**Directions for this task:** Write out every line of the entries below in full, and shift each coordinate in the answers by adding -140 to it. Leave all other text unchanged.

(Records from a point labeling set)
#####

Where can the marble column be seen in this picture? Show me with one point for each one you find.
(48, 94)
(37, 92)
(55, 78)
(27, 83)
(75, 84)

#####

**Reply to the task:**
Where can the marble column be seen in this picture? Show me with one point for each one you find.
(-92, -46)
(-103, -48)
(-85, -62)
(-113, -57)
(-65, -56)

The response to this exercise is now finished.